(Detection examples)
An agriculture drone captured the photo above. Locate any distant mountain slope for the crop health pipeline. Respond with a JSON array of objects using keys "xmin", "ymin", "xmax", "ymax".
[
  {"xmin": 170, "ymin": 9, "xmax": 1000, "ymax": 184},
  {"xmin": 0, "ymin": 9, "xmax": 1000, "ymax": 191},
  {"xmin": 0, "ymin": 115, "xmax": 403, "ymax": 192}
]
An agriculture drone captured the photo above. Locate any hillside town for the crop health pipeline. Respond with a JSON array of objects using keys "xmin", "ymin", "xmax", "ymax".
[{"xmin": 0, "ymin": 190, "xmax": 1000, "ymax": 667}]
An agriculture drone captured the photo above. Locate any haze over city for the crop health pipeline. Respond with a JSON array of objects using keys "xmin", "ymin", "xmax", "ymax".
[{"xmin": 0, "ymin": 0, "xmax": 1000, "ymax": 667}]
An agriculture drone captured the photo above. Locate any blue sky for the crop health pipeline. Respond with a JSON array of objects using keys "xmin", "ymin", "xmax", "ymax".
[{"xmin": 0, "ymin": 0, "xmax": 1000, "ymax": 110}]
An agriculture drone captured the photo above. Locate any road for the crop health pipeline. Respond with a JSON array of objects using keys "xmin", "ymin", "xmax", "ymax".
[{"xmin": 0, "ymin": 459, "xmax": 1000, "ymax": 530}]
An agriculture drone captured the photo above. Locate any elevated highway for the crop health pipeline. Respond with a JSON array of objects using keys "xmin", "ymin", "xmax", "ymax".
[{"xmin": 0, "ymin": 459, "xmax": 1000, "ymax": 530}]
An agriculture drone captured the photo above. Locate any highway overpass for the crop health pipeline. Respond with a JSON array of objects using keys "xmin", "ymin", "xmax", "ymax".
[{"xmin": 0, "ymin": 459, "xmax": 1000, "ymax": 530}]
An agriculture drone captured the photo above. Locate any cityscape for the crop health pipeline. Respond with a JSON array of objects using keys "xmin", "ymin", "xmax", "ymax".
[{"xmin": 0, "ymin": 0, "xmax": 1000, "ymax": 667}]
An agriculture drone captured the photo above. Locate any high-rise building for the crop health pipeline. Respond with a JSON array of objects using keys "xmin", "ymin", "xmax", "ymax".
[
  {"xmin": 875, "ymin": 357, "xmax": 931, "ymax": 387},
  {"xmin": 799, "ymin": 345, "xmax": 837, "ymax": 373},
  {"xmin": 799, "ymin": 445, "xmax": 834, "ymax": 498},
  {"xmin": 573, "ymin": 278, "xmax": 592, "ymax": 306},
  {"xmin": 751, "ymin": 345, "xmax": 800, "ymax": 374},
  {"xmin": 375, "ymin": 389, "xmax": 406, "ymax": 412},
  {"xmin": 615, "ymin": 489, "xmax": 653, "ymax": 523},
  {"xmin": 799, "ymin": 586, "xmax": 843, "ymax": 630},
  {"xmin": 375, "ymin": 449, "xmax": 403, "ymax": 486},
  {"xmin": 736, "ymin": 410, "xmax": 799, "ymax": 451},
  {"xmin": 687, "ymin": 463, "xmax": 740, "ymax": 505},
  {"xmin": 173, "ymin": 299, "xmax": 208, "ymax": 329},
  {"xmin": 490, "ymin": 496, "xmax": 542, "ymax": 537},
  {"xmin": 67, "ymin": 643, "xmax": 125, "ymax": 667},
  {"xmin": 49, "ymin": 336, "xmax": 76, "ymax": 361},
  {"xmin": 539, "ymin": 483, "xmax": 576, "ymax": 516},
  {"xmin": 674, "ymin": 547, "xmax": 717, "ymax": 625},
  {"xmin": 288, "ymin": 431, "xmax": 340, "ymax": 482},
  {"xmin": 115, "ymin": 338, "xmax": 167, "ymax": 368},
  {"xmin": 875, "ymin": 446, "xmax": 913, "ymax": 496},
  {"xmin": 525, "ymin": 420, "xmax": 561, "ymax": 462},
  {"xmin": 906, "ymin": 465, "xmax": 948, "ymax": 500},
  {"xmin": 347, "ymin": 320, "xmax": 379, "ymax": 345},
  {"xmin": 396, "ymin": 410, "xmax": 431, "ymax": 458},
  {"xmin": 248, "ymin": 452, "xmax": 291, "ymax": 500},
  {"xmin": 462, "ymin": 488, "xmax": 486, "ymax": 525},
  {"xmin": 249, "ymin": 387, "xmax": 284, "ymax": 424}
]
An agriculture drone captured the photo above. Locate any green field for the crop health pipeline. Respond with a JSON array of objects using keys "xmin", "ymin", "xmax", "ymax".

- _Your objective_
How many of the lines above contain the string "highway"? Give only the number.

- _Correct output_
2